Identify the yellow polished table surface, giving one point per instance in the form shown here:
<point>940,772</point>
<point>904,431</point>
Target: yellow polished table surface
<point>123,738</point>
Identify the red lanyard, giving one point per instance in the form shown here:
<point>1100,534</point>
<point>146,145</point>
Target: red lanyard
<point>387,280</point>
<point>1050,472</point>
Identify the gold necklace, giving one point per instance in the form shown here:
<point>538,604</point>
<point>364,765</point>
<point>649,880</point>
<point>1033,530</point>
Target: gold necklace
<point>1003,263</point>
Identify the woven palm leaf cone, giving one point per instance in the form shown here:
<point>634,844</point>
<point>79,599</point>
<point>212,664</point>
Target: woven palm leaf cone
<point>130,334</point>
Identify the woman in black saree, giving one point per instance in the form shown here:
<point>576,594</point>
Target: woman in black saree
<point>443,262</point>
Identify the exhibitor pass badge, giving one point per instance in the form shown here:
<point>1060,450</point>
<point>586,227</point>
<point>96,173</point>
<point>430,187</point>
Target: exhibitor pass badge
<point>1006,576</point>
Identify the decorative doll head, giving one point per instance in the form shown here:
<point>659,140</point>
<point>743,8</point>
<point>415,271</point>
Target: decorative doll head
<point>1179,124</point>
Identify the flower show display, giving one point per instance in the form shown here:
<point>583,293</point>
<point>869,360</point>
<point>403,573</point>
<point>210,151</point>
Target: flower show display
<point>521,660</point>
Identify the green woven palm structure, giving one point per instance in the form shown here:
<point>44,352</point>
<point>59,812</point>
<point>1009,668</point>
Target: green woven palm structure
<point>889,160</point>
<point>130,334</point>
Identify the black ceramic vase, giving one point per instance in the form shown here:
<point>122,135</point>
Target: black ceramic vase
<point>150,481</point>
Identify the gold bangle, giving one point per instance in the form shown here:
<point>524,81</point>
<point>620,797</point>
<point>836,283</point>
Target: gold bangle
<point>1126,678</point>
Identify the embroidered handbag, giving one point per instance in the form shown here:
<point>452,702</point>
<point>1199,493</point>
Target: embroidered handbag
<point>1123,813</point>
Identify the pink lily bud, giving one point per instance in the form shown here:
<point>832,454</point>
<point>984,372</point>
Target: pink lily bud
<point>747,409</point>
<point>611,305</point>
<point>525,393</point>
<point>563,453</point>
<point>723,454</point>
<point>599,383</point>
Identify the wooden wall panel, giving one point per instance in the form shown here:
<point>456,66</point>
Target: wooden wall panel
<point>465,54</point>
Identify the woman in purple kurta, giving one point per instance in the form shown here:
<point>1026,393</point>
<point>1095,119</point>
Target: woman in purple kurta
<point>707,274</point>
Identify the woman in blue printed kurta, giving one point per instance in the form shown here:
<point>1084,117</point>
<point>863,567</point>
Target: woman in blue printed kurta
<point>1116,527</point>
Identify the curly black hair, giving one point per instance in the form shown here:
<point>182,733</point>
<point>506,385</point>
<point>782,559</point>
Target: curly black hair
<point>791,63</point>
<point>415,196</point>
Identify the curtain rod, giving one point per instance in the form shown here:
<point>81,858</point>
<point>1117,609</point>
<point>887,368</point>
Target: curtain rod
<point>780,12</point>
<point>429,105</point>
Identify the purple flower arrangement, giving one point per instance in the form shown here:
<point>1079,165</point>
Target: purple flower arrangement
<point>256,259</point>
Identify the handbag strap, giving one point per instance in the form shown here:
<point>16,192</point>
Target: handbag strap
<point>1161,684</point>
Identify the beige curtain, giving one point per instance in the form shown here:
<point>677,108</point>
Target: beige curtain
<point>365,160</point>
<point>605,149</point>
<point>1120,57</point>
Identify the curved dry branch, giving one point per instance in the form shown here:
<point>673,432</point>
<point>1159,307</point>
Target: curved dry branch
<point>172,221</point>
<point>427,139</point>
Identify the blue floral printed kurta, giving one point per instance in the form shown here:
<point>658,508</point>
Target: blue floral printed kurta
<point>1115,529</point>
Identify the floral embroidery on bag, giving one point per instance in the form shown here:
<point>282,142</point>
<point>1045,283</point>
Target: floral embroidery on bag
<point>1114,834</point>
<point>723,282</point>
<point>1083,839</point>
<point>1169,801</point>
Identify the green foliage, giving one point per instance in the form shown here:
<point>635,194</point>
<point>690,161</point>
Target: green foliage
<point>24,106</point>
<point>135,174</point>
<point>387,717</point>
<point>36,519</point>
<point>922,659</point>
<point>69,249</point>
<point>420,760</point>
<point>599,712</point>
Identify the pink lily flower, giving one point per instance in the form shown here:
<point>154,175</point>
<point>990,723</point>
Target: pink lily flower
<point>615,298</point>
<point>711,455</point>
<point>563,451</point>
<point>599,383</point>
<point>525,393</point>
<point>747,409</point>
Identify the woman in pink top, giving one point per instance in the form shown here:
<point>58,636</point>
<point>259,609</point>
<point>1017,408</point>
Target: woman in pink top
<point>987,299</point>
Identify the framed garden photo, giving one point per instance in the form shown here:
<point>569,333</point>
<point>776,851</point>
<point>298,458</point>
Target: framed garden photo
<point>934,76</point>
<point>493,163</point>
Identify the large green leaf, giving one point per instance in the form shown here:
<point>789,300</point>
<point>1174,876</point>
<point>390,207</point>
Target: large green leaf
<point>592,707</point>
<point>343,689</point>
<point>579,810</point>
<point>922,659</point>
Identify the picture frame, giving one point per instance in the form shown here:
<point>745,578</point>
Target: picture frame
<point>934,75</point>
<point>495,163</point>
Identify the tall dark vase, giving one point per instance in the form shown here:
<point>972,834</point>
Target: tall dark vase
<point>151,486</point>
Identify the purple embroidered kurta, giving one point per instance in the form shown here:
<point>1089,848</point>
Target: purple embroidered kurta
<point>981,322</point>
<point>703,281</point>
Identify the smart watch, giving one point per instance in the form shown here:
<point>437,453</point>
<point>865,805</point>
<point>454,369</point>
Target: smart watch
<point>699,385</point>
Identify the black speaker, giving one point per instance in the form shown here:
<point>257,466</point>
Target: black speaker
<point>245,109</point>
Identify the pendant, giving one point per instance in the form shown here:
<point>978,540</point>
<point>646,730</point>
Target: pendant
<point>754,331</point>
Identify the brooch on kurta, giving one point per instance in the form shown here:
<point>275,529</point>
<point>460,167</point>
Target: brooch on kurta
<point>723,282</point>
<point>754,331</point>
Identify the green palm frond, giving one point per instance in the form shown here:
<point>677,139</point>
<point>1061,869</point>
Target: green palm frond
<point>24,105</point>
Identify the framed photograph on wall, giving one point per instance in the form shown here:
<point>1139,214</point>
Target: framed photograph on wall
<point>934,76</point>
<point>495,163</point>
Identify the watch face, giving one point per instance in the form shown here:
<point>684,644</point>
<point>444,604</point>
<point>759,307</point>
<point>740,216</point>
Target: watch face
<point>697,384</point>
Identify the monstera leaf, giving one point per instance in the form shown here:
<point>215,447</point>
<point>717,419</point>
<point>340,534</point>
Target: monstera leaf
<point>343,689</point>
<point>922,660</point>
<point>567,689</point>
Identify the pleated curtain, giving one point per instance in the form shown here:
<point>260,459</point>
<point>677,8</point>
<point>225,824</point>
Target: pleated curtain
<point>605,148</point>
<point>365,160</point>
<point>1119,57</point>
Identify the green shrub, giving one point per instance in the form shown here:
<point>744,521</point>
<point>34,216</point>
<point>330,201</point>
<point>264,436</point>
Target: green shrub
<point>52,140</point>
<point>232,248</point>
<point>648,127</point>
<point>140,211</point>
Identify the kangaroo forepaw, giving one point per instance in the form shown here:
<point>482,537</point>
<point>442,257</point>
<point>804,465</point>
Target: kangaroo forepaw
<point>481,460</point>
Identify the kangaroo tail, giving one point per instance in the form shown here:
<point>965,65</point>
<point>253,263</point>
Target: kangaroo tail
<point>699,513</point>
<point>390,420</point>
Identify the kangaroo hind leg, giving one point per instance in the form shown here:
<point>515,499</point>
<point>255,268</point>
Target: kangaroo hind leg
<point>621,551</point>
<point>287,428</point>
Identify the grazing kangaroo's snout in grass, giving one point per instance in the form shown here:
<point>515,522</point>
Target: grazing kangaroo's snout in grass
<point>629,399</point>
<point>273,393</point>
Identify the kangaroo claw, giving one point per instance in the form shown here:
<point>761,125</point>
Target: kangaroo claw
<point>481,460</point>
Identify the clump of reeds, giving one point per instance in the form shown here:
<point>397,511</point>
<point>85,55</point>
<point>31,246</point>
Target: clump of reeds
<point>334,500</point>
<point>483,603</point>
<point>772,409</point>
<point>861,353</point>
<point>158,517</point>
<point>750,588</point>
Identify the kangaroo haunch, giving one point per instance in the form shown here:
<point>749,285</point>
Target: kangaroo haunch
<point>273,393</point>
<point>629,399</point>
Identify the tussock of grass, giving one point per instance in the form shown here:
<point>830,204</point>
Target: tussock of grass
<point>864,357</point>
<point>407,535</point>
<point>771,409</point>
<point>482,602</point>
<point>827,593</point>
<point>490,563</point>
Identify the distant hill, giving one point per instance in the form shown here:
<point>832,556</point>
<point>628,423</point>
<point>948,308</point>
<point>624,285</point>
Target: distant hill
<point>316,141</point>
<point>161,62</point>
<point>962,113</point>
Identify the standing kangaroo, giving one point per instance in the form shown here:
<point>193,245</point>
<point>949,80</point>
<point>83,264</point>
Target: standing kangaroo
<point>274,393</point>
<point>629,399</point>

Goal -> Copy the items from the start through the line containing "<point>1003,263</point>", including both ends.

The solution ->
Identify the yellow polished table surface, giving one point per instance in the form shown here:
<point>940,772</point>
<point>904,431</point>
Target: yellow polished table surface
<point>123,738</point>
Identify the red lanyard, giving one point per instance in the form shown here:
<point>1100,534</point>
<point>146,145</point>
Target: red lanyard
<point>387,280</point>
<point>1050,472</point>
Identify the gold necklace, giving one point per instance in the form shown here:
<point>538,604</point>
<point>364,765</point>
<point>649,880</point>
<point>1033,530</point>
Target: gold necklace
<point>1003,263</point>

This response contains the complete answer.